What is being asked: Repeat exactly the lines that run from the one containing "pin: the boulder, one" to the end of the data, and leave out all others.

Material for this exercise:
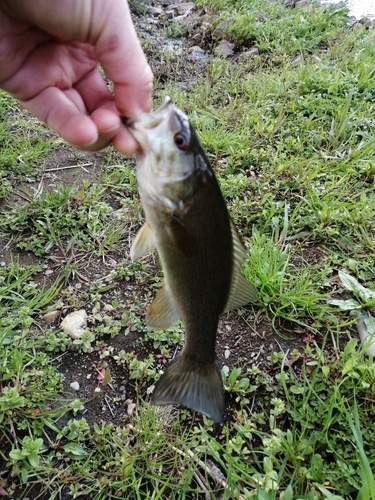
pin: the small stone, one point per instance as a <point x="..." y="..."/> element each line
<point x="219" y="31"/>
<point x="365" y="331"/>
<point x="196" y="49"/>
<point x="301" y="4"/>
<point x="131" y="408"/>
<point x="154" y="11"/>
<point x="249" y="54"/>
<point x="224" y="49"/>
<point x="51" y="316"/>
<point x="183" y="8"/>
<point x="75" y="323"/>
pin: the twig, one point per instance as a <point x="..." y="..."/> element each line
<point x="251" y="327"/>
<point x="257" y="356"/>
<point x="208" y="470"/>
<point x="108" y="383"/>
<point x="202" y="483"/>
<point x="334" y="345"/>
<point x="70" y="166"/>
<point x="60" y="355"/>
<point x="109" y="406"/>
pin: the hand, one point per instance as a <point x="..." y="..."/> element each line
<point x="49" y="55"/>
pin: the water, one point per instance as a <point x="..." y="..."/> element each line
<point x="360" y="8"/>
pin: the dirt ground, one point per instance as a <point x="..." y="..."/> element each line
<point x="249" y="338"/>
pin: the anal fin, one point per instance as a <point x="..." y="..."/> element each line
<point x="162" y="313"/>
<point x="198" y="389"/>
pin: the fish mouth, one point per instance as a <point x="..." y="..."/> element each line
<point x="150" y="120"/>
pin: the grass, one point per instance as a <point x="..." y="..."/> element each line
<point x="290" y="136"/>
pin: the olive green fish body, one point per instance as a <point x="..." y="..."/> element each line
<point x="201" y="254"/>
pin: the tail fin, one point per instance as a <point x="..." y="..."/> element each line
<point x="198" y="389"/>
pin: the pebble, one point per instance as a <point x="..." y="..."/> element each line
<point x="131" y="408"/>
<point x="218" y="32"/>
<point x="51" y="316"/>
<point x="182" y="8"/>
<point x="366" y="336"/>
<point x="75" y="323"/>
<point x="154" y="11"/>
<point x="224" y="49"/>
<point x="249" y="54"/>
<point x="108" y="308"/>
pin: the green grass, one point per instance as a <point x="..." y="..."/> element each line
<point x="290" y="136"/>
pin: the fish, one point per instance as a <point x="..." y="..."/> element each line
<point x="200" y="251"/>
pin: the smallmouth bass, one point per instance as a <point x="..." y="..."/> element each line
<point x="200" y="250"/>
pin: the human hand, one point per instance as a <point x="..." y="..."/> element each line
<point x="49" y="52"/>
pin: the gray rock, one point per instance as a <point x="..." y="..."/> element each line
<point x="51" y="316"/>
<point x="75" y="323"/>
<point x="366" y="334"/>
<point x="182" y="8"/>
<point x="130" y="409"/>
<point x="154" y="11"/>
<point x="224" y="49"/>
<point x="249" y="54"/>
<point x="218" y="32"/>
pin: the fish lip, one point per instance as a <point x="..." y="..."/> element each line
<point x="149" y="120"/>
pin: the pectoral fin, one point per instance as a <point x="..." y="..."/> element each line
<point x="162" y="313"/>
<point x="241" y="290"/>
<point x="144" y="242"/>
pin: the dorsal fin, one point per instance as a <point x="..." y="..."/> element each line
<point x="241" y="291"/>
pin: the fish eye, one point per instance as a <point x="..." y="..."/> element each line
<point x="181" y="141"/>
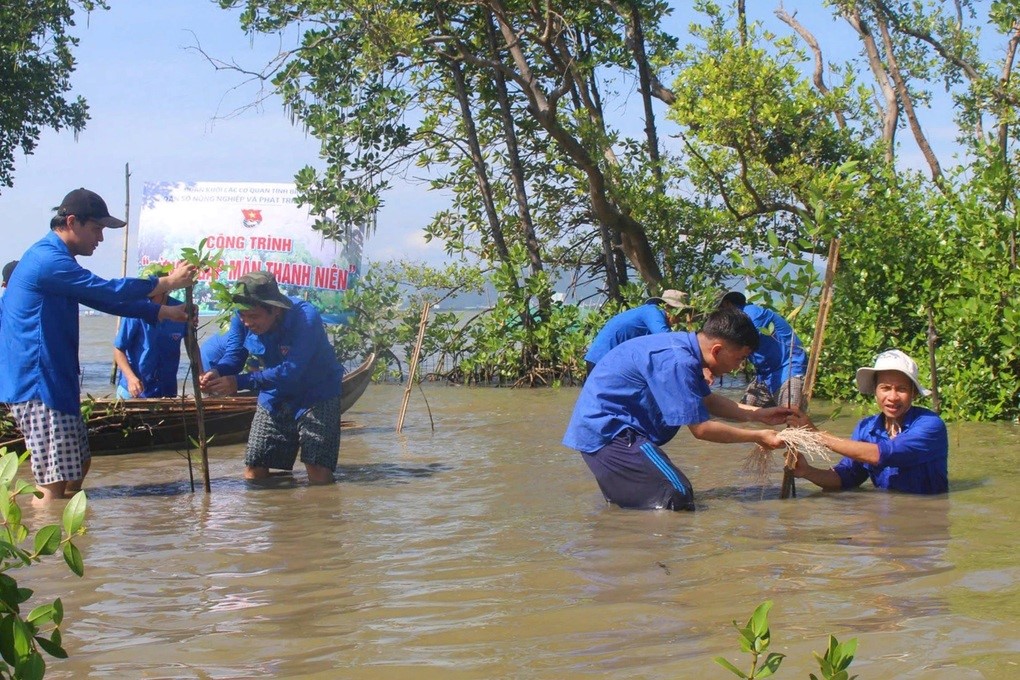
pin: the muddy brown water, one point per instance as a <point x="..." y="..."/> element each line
<point x="483" y="550"/>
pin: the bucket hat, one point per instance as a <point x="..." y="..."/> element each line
<point x="670" y="298"/>
<point x="890" y="360"/>
<point x="259" y="288"/>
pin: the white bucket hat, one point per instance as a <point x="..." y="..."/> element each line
<point x="890" y="360"/>
<point x="670" y="298"/>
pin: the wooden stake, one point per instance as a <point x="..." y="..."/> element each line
<point x="788" y="488"/>
<point x="824" y="303"/>
<point x="413" y="368"/>
<point x="936" y="402"/>
<point x="123" y="260"/>
<point x="195" y="357"/>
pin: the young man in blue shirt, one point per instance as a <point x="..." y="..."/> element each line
<point x="657" y="315"/>
<point x="8" y="269"/>
<point x="39" y="336"/>
<point x="904" y="448"/>
<point x="148" y="356"/>
<point x="299" y="389"/>
<point x="780" y="362"/>
<point x="644" y="390"/>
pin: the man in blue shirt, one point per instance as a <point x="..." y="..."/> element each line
<point x="904" y="448"/>
<point x="8" y="269"/>
<point x="644" y="390"/>
<point x="299" y="389"/>
<point x="149" y="356"/>
<point x="780" y="362"/>
<point x="39" y="336"/>
<point x="643" y="320"/>
<point x="213" y="350"/>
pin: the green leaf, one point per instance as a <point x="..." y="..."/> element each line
<point x="40" y="615"/>
<point x="48" y="539"/>
<point x="22" y="638"/>
<point x="51" y="647"/>
<point x="729" y="667"/>
<point x="7" y="638"/>
<point x="73" y="514"/>
<point x="759" y="620"/>
<point x="33" y="668"/>
<point x="73" y="559"/>
<point x="770" y="666"/>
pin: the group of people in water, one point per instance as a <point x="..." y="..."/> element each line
<point x="645" y="380"/>
<point x="299" y="378"/>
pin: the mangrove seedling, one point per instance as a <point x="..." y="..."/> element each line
<point x="24" y="636"/>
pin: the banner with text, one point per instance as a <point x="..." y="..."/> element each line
<point x="258" y="225"/>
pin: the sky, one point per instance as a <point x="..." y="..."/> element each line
<point x="165" y="111"/>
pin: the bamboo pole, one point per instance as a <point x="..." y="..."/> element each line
<point x="824" y="304"/>
<point x="413" y="368"/>
<point x="195" y="357"/>
<point x="936" y="402"/>
<point x="788" y="488"/>
<point x="123" y="259"/>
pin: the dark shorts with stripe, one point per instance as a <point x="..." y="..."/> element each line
<point x="276" y="436"/>
<point x="632" y="472"/>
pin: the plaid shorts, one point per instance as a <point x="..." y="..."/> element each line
<point x="791" y="393"/>
<point x="58" y="441"/>
<point x="275" y="437"/>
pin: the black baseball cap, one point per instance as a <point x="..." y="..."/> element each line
<point x="85" y="204"/>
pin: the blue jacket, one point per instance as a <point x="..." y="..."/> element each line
<point x="773" y="365"/>
<point x="915" y="462"/>
<point x="652" y="385"/>
<point x="644" y="320"/>
<point x="154" y="354"/>
<point x="39" y="336"/>
<point x="301" y="366"/>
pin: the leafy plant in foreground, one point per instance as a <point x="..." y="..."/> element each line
<point x="23" y="636"/>
<point x="756" y="638"/>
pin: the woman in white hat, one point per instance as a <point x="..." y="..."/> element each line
<point x="903" y="448"/>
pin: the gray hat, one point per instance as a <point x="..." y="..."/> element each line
<point x="890" y="360"/>
<point x="88" y="205"/>
<point x="670" y="298"/>
<point x="259" y="288"/>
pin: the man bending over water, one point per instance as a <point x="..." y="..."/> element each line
<point x="903" y="448"/>
<point x="299" y="390"/>
<point x="642" y="393"/>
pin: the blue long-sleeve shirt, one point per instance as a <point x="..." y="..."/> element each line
<point x="916" y="461"/>
<point x="643" y="320"/>
<point x="773" y="365"/>
<point x="39" y="336"/>
<point x="652" y="385"/>
<point x="153" y="351"/>
<point x="301" y="366"/>
<point x="769" y="323"/>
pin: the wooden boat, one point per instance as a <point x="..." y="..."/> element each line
<point x="128" y="426"/>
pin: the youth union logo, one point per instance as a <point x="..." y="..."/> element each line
<point x="252" y="217"/>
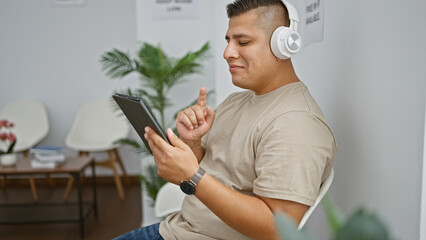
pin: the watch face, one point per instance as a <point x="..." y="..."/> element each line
<point x="187" y="188"/>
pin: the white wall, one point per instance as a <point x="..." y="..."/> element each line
<point x="423" y="206"/>
<point x="368" y="76"/>
<point x="52" y="54"/>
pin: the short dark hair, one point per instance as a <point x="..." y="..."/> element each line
<point x="242" y="6"/>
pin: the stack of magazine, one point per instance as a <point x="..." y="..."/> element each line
<point x="47" y="156"/>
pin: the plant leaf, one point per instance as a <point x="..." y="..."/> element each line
<point x="117" y="64"/>
<point x="363" y="225"/>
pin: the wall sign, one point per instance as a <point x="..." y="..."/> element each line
<point x="174" y="9"/>
<point x="311" y="17"/>
<point x="69" y="2"/>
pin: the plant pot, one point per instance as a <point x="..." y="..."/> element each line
<point x="8" y="159"/>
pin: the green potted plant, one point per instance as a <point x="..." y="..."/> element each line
<point x="361" y="225"/>
<point x="158" y="74"/>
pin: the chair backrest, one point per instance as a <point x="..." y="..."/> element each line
<point x="31" y="122"/>
<point x="323" y="190"/>
<point x="169" y="200"/>
<point x="97" y="126"/>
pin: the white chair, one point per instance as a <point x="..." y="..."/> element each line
<point x="170" y="197"/>
<point x="169" y="200"/>
<point x="95" y="129"/>
<point x="31" y="127"/>
<point x="323" y="190"/>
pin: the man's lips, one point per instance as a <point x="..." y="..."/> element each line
<point x="234" y="67"/>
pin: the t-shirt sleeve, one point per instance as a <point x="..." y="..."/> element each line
<point x="292" y="154"/>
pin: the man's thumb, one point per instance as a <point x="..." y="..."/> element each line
<point x="174" y="140"/>
<point x="210" y="116"/>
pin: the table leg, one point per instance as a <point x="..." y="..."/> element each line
<point x="33" y="187"/>
<point x="95" y="199"/>
<point x="80" y="203"/>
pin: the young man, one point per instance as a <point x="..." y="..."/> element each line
<point x="264" y="150"/>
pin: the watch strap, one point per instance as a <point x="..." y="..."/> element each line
<point x="197" y="177"/>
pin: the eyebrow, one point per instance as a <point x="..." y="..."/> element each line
<point x="240" y="35"/>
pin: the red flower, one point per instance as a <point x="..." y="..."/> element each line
<point x="3" y="123"/>
<point x="12" y="137"/>
<point x="3" y="136"/>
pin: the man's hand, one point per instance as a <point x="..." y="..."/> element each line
<point x="195" y="121"/>
<point x="176" y="162"/>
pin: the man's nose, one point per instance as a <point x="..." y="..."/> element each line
<point x="230" y="52"/>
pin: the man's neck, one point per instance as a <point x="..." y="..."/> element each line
<point x="284" y="75"/>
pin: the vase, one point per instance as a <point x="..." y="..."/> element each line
<point x="8" y="159"/>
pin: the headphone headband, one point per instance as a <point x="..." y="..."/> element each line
<point x="292" y="15"/>
<point x="286" y="41"/>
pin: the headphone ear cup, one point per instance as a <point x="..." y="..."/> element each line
<point x="285" y="42"/>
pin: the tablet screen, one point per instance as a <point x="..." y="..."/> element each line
<point x="139" y="115"/>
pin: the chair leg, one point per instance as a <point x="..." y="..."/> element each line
<point x="68" y="188"/>
<point x="3" y="181"/>
<point x="33" y="187"/>
<point x="123" y="170"/>
<point x="116" y="176"/>
<point x="26" y="153"/>
<point x="50" y="180"/>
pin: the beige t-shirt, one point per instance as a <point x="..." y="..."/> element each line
<point x="276" y="145"/>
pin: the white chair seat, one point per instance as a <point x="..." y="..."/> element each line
<point x="170" y="197"/>
<point x="95" y="129"/>
<point x="323" y="190"/>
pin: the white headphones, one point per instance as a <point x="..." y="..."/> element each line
<point x="286" y="41"/>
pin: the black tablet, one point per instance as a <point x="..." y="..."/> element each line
<point x="139" y="115"/>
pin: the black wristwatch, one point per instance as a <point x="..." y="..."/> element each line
<point x="188" y="187"/>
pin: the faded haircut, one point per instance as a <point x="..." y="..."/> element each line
<point x="271" y="13"/>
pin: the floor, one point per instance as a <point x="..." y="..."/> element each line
<point x="115" y="217"/>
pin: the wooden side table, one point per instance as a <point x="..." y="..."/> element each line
<point x="73" y="166"/>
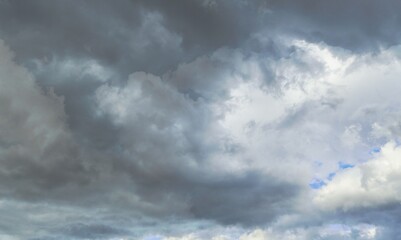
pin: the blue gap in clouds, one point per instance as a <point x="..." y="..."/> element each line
<point x="342" y="165"/>
<point x="331" y="176"/>
<point x="317" y="183"/>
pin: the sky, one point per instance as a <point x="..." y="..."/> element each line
<point x="200" y="120"/>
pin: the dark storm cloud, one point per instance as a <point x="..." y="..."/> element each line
<point x="119" y="110"/>
<point x="357" y="25"/>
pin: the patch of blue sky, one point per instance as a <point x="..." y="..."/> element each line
<point x="375" y="150"/>
<point x="317" y="183"/>
<point x="342" y="165"/>
<point x="331" y="176"/>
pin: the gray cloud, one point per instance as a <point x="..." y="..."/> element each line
<point x="146" y="119"/>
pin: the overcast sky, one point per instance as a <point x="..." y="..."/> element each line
<point x="200" y="119"/>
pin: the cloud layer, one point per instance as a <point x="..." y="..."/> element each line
<point x="201" y="119"/>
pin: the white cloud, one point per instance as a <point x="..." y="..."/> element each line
<point x="374" y="183"/>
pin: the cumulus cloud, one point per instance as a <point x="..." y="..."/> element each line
<point x="370" y="184"/>
<point x="199" y="120"/>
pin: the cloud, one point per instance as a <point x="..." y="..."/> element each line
<point x="367" y="185"/>
<point x="199" y="120"/>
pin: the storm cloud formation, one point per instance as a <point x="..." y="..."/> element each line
<point x="200" y="119"/>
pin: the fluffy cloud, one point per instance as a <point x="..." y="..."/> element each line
<point x="199" y="120"/>
<point x="370" y="184"/>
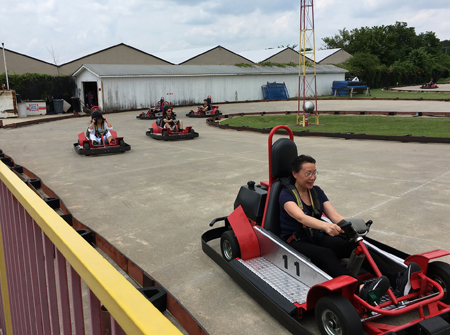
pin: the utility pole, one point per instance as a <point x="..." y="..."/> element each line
<point x="307" y="86"/>
<point x="6" y="70"/>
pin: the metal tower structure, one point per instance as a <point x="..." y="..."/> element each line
<point x="307" y="86"/>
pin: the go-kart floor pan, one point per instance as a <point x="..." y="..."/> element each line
<point x="290" y="288"/>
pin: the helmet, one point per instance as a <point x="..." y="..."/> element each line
<point x="96" y="115"/>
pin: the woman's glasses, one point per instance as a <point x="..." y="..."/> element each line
<point x="310" y="174"/>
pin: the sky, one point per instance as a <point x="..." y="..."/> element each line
<point x="62" y="31"/>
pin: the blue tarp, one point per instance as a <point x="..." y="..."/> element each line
<point x="273" y="91"/>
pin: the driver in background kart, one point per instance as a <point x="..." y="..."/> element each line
<point x="99" y="129"/>
<point x="205" y="107"/>
<point x="157" y="108"/>
<point x="317" y="239"/>
<point x="170" y="120"/>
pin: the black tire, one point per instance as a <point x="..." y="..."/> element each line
<point x="229" y="246"/>
<point x="335" y="315"/>
<point x="440" y="273"/>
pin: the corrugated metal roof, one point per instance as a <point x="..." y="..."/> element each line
<point x="257" y="56"/>
<point x="180" y="56"/>
<point x="121" y="70"/>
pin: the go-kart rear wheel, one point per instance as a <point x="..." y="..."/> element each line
<point x="440" y="273"/>
<point x="229" y="246"/>
<point x="335" y="315"/>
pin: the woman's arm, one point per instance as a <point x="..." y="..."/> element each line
<point x="331" y="213"/>
<point x="108" y="124"/>
<point x="295" y="212"/>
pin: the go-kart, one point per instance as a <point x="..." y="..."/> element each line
<point x="158" y="132"/>
<point x="289" y="286"/>
<point x="429" y="85"/>
<point x="84" y="146"/>
<point x="152" y="114"/>
<point x="214" y="111"/>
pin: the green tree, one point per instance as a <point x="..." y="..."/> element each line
<point x="365" y="66"/>
<point x="446" y="47"/>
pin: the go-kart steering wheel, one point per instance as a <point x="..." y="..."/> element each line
<point x="349" y="233"/>
<point x="353" y="228"/>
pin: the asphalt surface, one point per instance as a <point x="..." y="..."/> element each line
<point x="154" y="202"/>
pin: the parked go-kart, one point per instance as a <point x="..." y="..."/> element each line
<point x="289" y="286"/>
<point x="214" y="111"/>
<point x="153" y="114"/>
<point x="158" y="132"/>
<point x="430" y="85"/>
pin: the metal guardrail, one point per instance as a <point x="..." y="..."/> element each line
<point x="42" y="263"/>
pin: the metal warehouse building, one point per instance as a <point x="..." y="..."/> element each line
<point x="125" y="87"/>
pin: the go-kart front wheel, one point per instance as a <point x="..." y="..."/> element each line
<point x="229" y="246"/>
<point x="335" y="315"/>
<point x="440" y="273"/>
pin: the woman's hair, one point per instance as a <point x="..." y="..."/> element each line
<point x="297" y="164"/>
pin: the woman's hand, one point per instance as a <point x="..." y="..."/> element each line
<point x="333" y="229"/>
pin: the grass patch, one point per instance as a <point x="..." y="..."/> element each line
<point x="379" y="93"/>
<point x="358" y="124"/>
<point x="443" y="81"/>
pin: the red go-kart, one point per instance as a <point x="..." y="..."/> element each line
<point x="429" y="85"/>
<point x="289" y="286"/>
<point x="158" y="132"/>
<point x="152" y="114"/>
<point x="214" y="111"/>
<point x="84" y="146"/>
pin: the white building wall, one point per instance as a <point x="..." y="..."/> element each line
<point x="87" y="76"/>
<point x="121" y="93"/>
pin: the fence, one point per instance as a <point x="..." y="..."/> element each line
<point x="43" y="263"/>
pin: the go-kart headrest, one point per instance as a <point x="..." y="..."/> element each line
<point x="284" y="151"/>
<point x="359" y="225"/>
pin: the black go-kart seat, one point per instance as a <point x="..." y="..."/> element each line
<point x="283" y="153"/>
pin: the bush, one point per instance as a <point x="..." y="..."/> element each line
<point x="35" y="86"/>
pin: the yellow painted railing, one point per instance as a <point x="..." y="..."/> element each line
<point x="132" y="311"/>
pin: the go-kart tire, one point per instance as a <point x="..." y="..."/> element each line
<point x="440" y="273"/>
<point x="229" y="246"/>
<point x="335" y="315"/>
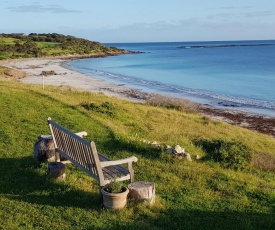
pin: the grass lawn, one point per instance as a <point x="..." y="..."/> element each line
<point x="202" y="194"/>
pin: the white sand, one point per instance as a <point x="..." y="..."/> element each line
<point x="66" y="77"/>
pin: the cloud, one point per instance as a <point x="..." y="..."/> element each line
<point x="36" y="8"/>
<point x="259" y="14"/>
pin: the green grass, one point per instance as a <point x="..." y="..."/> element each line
<point x="190" y="195"/>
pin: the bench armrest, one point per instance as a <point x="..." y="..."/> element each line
<point x="118" y="162"/>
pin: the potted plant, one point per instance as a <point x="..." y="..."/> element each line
<point x="114" y="195"/>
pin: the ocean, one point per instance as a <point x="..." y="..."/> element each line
<point x="224" y="74"/>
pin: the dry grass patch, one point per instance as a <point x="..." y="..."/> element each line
<point x="173" y="103"/>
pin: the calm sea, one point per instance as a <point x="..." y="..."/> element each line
<point x="231" y="74"/>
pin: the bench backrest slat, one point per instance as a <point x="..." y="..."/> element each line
<point x="78" y="150"/>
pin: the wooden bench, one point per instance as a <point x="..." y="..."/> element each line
<point x="84" y="155"/>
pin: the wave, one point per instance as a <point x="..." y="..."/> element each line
<point x="162" y="88"/>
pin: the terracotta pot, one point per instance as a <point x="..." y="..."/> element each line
<point x="114" y="200"/>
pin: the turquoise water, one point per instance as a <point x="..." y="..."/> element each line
<point x="235" y="74"/>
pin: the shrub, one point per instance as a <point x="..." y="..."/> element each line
<point x="229" y="154"/>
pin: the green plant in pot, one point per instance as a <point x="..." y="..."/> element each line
<point x="114" y="195"/>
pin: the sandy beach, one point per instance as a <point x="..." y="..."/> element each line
<point x="57" y="75"/>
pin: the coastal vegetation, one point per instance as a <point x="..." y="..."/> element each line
<point x="51" y="44"/>
<point x="229" y="184"/>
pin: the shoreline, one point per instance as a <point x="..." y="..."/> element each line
<point x="62" y="76"/>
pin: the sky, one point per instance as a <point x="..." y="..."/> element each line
<point x="111" y="21"/>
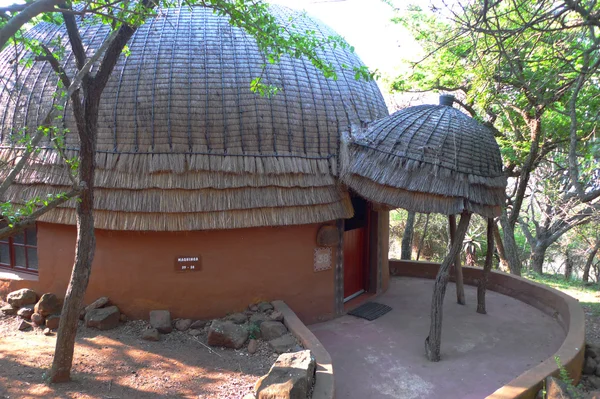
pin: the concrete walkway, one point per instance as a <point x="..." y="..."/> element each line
<point x="385" y="358"/>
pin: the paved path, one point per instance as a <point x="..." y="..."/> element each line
<point x="385" y="358"/>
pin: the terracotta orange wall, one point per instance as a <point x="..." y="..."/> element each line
<point x="239" y="267"/>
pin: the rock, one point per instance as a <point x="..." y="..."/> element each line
<point x="9" y="310"/>
<point x="283" y="344"/>
<point x="556" y="389"/>
<point x="183" y="324"/>
<point x="252" y="346"/>
<point x="48" y="304"/>
<point x="237" y="318"/>
<point x="25" y="312"/>
<point x="589" y="366"/>
<point x="151" y="334"/>
<point x="272" y="329"/>
<point x="198" y="324"/>
<point x="328" y="236"/>
<point x="103" y="318"/>
<point x="594" y="381"/>
<point x="291" y="377"/>
<point x="23" y="326"/>
<point x="592" y="351"/>
<point x="21" y="297"/>
<point x="276" y="316"/>
<point x="161" y="320"/>
<point x="227" y="334"/>
<point x="265" y="306"/>
<point x="52" y="321"/>
<point x="258" y="318"/>
<point x="37" y="319"/>
<point x="97" y="304"/>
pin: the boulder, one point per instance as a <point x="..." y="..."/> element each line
<point x="198" y="324"/>
<point x="151" y="334"/>
<point x="48" y="304"/>
<point x="276" y="316"/>
<point x="161" y="320"/>
<point x="237" y="318"/>
<point x="556" y="389"/>
<point x="194" y="333"/>
<point x="52" y="321"/>
<point x="103" y="318"/>
<point x="252" y="346"/>
<point x="25" y="312"/>
<point x="291" y="377"/>
<point x="589" y="366"/>
<point x="37" y="319"/>
<point x="283" y="344"/>
<point x="227" y="334"/>
<point x="23" y="326"/>
<point x="272" y="329"/>
<point x="258" y="318"/>
<point x="183" y="324"/>
<point x="9" y="310"/>
<point x="21" y="297"/>
<point x="264" y="306"/>
<point x="97" y="304"/>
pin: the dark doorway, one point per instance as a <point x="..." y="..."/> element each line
<point x="356" y="250"/>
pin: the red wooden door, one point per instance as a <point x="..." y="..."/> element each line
<point x="354" y="261"/>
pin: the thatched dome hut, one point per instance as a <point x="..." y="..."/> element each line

Correct answer:
pin: the boulder, one point per instance as a <point x="..." y="..."/> element each line
<point x="198" y="324"/>
<point x="151" y="334"/>
<point x="48" y="304"/>
<point x="276" y="316"/>
<point x="161" y="320"/>
<point x="237" y="318"/>
<point x="556" y="389"/>
<point x="194" y="333"/>
<point x="52" y="321"/>
<point x="103" y="318"/>
<point x="252" y="346"/>
<point x="25" y="312"/>
<point x="291" y="377"/>
<point x="589" y="366"/>
<point x="37" y="319"/>
<point x="283" y="344"/>
<point x="227" y="334"/>
<point x="23" y="326"/>
<point x="272" y="329"/>
<point x="258" y="318"/>
<point x="183" y="324"/>
<point x="9" y="310"/>
<point x="21" y="297"/>
<point x="264" y="306"/>
<point x="97" y="304"/>
pin: the dark doorway, one point per instance as a <point x="..." y="..."/> element each line
<point x="356" y="250"/>
pin: the red wooden door, one point per instance as a <point x="..." y="..."/> element each line
<point x="354" y="261"/>
pin: the thatched dome hut, one point per instance as a <point x="..." y="..."/> element each line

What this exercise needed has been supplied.